__TASK REQUIREMENTS__
What follows is a listing; restate every line of it word for word.

__Named object pointing entries__
-- -- --
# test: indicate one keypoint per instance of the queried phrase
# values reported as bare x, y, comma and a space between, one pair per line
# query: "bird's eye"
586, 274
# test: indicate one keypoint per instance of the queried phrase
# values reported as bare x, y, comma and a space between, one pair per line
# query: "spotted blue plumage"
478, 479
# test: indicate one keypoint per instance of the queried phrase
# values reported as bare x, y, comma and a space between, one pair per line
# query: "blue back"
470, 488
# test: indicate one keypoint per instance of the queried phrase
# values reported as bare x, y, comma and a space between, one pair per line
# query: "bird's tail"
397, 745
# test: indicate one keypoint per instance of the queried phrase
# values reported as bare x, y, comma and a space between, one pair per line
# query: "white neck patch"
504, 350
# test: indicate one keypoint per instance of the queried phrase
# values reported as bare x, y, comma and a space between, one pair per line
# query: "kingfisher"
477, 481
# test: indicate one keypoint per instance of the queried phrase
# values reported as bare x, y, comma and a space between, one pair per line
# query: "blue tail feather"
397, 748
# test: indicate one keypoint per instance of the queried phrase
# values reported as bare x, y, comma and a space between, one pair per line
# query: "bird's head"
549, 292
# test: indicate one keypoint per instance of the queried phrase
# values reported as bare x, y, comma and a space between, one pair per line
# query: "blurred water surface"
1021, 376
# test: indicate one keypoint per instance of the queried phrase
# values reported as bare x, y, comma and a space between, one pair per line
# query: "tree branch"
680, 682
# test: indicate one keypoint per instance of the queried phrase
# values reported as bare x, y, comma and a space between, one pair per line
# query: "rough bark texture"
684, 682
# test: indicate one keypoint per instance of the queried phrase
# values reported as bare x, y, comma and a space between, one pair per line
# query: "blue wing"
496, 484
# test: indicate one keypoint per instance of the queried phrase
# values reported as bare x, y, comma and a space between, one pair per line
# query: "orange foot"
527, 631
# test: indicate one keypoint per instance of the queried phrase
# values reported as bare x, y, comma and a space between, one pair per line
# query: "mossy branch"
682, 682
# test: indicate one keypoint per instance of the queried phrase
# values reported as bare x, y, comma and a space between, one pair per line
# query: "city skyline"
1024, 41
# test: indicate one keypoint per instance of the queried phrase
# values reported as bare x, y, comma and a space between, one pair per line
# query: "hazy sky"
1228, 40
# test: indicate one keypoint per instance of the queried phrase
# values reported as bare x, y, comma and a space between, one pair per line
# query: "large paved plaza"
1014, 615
-- -- --
__FULL ANSWER__
# test: indicate one keypoint per instance of the queried phrase
# values reported as bare x, y, comma and a space between, one pair per line
# query: "bird's eye"
586, 274
# test: indicate one keypoint per instance of the queried phrase
# values reported as bare x, y, comma and a space between, one pair per line
# query: "spotted blue plumage"
478, 479
# test: indicate one keypoint per instance of the queried phrase
# values reported as bare x, y, comma and a space between, one pair per line
# query: "blue back"
470, 488
# test: indicate one keypoint per instance of the queried phrase
# values reported as bare x, y, comma and a space between, one pair per line
# query: "bird's tail"
397, 745
# test: indicate one keypoint per instance of the queried phrase
# values reported as bare x, y, comma and a space between, one pair per line
# query: "white neck patch"
504, 350
# test: indicate one keypoint per instance of the queried phrase
# values reported as bare x, y, comma and a space between, one pair per line
# query: "kingfisher"
477, 481
# test: indicate one keypoint per instance of the queried phrase
# values reported as bare x, y, comma and a space between, one pair per line
# query: "blue tail feather"
397, 748
# test: indicate one keypoint per instance of the queried phrase
# values reported as bare x, y, comma and a space between, one pair per line
# query: "bird's head"
549, 292
# test: indicate one keypoint per instance of the queried phrase
# values reported as bare x, y, comma and a space between, one pair per line
# query: "blurred water surface"
1021, 376
# test: indicate one keypoint per instance of the queried phrase
# values reported as bare x, y, comma and a space between, one pair per line
# query: "tree branch"
680, 682
# test: indicate one keypoint per instance of the queried phrase
# values reported as bare x, y, comma and a space between, one pair per line
# query: "rough bark texture"
684, 682
# test: indicate one keypoint per instance of the queried phrase
# values reported as bare x, y, comma and a space between, one pair per line
# query: "blue wing"
496, 484
# test: indicate one keypoint per instance of the queried phrase
# values reported as bare x, y, comma and a space between, one pair per line
# query: "orange foot"
527, 631
# test: indicate one keypoint per instance of the queried phrase
# values reported as bare x, y, comma and a space between, one pair per line
# query: "mossy branch"
682, 682
# test: indicate one keypoint per instance of the queried phrase
# values reported as bare x, y, comma and a space between, one pair per line
# query: "city skyline"
1024, 41
# test: indicate one keypoint per instance of the queried phrase
# values reported as bare x, y, comma and a space between, one pair per line
# query: "hazy sky"
1228, 40
# test: indicate one keypoint per instance of the queried phrase
# values reported as bare x, y, comma and a space between, one pair per line
# query: "large paved plaza"
1014, 615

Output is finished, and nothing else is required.